Short task:
Please extract every line of the records below that contains the string "vegetation". Case counts.

Record set:
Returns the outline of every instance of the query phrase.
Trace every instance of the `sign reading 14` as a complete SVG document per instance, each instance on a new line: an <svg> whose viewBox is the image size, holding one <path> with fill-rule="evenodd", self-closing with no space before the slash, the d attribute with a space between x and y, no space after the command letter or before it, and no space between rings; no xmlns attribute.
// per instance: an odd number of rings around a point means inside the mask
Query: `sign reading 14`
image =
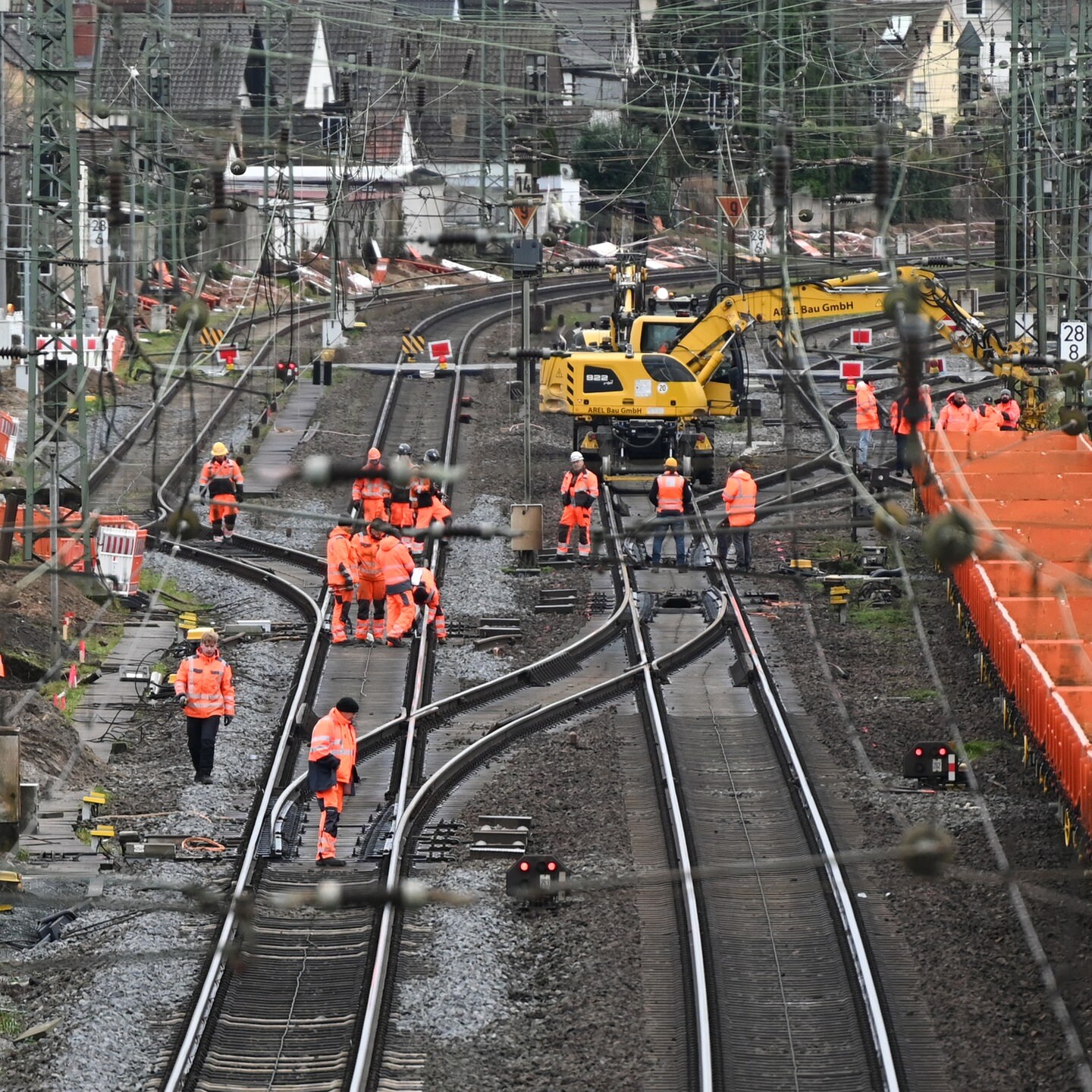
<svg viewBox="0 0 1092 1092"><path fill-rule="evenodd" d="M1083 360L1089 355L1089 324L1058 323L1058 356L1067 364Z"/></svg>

---

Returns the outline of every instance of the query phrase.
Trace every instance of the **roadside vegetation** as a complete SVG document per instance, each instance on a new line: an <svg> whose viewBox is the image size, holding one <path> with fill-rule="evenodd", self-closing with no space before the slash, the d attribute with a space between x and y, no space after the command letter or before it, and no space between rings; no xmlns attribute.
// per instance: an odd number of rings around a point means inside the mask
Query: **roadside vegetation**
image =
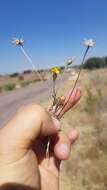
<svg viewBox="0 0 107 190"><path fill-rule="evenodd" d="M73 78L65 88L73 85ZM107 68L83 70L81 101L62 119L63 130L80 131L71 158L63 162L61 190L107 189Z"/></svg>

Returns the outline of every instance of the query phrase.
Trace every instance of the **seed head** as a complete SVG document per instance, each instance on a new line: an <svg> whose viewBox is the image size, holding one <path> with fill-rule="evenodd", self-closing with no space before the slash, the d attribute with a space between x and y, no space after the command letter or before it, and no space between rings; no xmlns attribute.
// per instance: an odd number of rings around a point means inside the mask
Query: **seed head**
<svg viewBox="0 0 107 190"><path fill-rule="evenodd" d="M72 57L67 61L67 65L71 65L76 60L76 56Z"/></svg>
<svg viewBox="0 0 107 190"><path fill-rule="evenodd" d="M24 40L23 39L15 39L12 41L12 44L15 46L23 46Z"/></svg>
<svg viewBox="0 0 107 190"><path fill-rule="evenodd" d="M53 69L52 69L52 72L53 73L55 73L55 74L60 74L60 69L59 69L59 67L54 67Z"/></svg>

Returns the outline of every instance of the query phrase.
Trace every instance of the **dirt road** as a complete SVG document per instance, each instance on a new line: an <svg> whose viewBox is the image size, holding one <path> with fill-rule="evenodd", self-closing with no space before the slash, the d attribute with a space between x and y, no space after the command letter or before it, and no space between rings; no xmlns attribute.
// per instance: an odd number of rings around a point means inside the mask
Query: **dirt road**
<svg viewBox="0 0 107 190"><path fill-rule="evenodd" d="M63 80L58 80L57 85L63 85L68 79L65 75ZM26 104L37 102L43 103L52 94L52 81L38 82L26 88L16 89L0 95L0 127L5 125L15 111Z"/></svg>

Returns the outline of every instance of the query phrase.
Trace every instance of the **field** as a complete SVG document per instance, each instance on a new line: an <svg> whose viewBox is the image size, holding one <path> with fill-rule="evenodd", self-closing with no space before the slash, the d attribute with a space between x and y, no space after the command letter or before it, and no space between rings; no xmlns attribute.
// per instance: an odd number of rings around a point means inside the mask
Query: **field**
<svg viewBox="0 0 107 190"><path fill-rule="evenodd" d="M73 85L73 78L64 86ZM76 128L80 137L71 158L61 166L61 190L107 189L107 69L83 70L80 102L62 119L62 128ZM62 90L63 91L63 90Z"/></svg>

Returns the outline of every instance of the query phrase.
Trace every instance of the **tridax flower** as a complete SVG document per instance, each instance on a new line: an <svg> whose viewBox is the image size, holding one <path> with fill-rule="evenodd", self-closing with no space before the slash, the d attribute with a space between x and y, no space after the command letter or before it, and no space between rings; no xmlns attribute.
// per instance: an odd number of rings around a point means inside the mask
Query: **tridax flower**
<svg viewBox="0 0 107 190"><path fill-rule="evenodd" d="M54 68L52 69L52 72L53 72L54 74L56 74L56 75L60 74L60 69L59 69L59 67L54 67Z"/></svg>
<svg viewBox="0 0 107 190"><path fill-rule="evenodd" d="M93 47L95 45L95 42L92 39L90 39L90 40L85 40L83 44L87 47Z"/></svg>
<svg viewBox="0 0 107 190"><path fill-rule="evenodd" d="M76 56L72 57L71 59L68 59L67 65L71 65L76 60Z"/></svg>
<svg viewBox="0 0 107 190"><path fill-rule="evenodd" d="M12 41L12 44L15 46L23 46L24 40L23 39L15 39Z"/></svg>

Written solution:
Trace every instance of the **roadside vegetation** as a complete SVG document per instance, each instance on a new line: an <svg> whose viewBox is the image size, holding one <path> with fill-rule="evenodd", self-closing with no space before the slash, the d attribute with a space between x and y, no space after the command letter or before it, and no space between rings; no xmlns attribute.
Query: **roadside vegetation**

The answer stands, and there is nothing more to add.